## Problem requirements:
Can you turn the stretch of records from the start through the line containing "[276,194,283,208]" into a two-column CSV with the headers record_text and answer, one row per record, each value in a single quoted field with line breaks converted to spaces and the pictures left out?

>> Begin Material for this task

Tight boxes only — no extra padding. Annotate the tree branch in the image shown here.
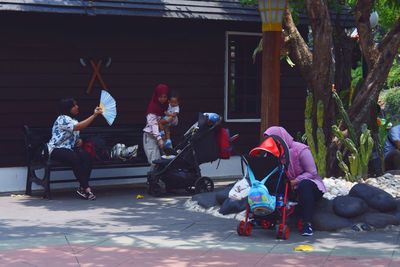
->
[305,0,334,100]
[378,17,400,54]
[283,8,312,84]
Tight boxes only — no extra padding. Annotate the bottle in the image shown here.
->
[276,194,283,208]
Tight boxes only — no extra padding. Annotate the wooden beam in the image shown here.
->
[260,31,282,138]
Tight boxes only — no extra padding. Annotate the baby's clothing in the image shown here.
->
[163,104,179,126]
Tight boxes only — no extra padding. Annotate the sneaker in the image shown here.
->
[76,191,96,200]
[301,223,313,236]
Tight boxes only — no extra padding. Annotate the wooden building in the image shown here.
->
[0,0,344,167]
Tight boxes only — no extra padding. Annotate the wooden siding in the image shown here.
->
[0,14,305,166]
[0,0,355,28]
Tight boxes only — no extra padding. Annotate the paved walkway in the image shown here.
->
[0,186,400,267]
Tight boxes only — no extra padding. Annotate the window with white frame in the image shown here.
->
[225,32,261,122]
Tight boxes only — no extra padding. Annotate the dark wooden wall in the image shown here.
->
[0,13,305,166]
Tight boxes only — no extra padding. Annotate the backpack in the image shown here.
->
[247,166,279,216]
[83,136,110,161]
[217,128,232,159]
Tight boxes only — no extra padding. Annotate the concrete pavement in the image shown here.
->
[0,185,400,267]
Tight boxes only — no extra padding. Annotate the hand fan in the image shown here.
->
[100,90,117,125]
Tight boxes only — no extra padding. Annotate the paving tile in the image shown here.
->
[254,253,328,267]
[0,235,68,252]
[0,247,79,266]
[331,244,394,258]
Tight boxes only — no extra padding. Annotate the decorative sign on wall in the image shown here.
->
[79,57,111,95]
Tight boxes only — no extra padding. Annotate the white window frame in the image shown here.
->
[224,31,262,122]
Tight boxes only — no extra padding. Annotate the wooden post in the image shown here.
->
[260,31,282,139]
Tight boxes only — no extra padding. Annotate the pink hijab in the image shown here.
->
[146,84,168,116]
[264,126,308,179]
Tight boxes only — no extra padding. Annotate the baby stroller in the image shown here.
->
[237,135,297,240]
[147,113,231,196]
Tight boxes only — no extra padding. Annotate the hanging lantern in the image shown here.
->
[258,0,287,32]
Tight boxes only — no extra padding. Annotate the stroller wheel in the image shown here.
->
[185,186,194,194]
[276,224,289,240]
[194,177,214,194]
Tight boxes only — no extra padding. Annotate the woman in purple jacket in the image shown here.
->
[264,126,326,236]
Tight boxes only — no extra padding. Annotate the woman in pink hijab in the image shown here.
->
[264,126,326,236]
[143,84,169,168]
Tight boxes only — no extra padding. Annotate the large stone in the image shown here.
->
[349,184,397,212]
[219,198,247,215]
[312,212,352,231]
[364,213,400,228]
[333,196,368,218]
[316,198,333,213]
[215,184,233,205]
[192,191,218,209]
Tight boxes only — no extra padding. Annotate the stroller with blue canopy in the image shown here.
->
[237,135,297,242]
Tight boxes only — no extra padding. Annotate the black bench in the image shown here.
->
[24,124,150,199]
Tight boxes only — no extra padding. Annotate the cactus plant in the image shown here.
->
[336,150,353,182]
[304,92,326,177]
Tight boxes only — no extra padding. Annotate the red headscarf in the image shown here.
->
[146,84,168,116]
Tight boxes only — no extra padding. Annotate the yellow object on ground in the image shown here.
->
[294,245,314,252]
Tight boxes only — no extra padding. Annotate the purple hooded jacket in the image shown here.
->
[264,126,326,193]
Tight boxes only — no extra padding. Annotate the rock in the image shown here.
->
[219,198,247,215]
[215,184,233,205]
[316,198,333,213]
[349,184,396,212]
[364,213,400,228]
[333,196,368,218]
[192,191,218,209]
[312,212,353,231]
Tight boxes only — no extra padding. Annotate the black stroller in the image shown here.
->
[147,113,228,196]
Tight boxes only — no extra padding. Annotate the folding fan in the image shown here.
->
[100,90,117,125]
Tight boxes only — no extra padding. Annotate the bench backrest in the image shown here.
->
[24,124,147,163]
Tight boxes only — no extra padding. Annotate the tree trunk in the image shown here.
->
[284,0,400,179]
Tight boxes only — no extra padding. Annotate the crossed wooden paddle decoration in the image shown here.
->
[79,57,111,95]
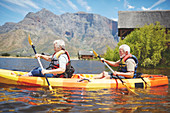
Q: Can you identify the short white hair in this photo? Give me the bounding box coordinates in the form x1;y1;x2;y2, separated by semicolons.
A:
119;44;130;54
53;40;65;49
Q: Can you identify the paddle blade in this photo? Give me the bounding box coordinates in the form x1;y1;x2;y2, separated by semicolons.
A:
28;35;33;45
93;50;99;57
123;83;139;96
48;85;53;91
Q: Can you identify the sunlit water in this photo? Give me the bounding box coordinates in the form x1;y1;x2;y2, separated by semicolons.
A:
0;58;170;113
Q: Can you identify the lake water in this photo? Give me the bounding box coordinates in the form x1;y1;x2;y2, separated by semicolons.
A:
0;58;170;113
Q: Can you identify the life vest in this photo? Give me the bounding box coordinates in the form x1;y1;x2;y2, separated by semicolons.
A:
47;50;74;78
118;54;138;78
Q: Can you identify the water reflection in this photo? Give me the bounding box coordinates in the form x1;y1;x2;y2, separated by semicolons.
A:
0;85;169;112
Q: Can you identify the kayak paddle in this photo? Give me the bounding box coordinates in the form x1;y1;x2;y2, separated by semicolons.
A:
93;50;138;95
28;35;53;91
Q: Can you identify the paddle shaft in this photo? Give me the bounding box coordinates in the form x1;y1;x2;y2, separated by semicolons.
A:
29;40;52;90
98;56;124;84
98;55;138;95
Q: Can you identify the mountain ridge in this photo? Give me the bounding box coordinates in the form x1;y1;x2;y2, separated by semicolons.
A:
0;9;119;56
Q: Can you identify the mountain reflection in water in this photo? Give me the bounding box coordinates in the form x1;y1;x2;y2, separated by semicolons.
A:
0;58;170;113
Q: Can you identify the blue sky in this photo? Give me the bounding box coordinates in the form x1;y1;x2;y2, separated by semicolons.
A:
0;0;170;26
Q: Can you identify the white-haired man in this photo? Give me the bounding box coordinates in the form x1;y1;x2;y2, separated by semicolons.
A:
24;40;74;78
94;44;138;79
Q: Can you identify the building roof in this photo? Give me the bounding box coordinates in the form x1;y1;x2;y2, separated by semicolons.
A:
78;51;93;55
118;10;170;29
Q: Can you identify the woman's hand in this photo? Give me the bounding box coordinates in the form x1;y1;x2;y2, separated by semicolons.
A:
100;58;105;63
35;54;42;58
41;69;48;75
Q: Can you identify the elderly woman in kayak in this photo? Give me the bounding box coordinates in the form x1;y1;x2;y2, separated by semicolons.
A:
12;40;74;78
94;44;138;79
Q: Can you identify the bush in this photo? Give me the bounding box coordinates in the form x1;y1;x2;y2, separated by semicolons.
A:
106;22;170;67
1;53;10;56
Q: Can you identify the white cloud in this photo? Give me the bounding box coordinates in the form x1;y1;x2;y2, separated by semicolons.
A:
127;5;135;9
141;6;151;11
77;0;91;11
6;0;40;9
124;0;135;9
112;18;118;21
141;0;166;11
67;0;78;10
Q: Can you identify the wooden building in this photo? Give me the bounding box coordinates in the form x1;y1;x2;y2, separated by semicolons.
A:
78;51;94;60
118;10;170;39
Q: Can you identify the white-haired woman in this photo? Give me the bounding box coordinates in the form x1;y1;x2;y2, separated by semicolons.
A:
19;40;74;78
94;44;138;79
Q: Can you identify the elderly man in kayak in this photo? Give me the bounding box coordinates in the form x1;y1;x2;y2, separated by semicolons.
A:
94;44;138;79
12;40;74;78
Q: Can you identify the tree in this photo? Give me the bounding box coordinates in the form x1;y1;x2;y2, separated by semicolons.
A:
106;22;170;67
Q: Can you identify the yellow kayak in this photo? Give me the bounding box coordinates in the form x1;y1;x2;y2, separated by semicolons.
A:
0;69;168;89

>> End Material for this task

## Complete answer:
record_text,answer
"Tight boxes only — no extra padding. Annotate the tree branch in the image shown here. ->","[305,0,334,100] [378,17,400,54] [283,8,312,84]"
"Tight boxes only — no extra padding. Annotate the bottle in the image shown here. ->","[276,194,283,208]"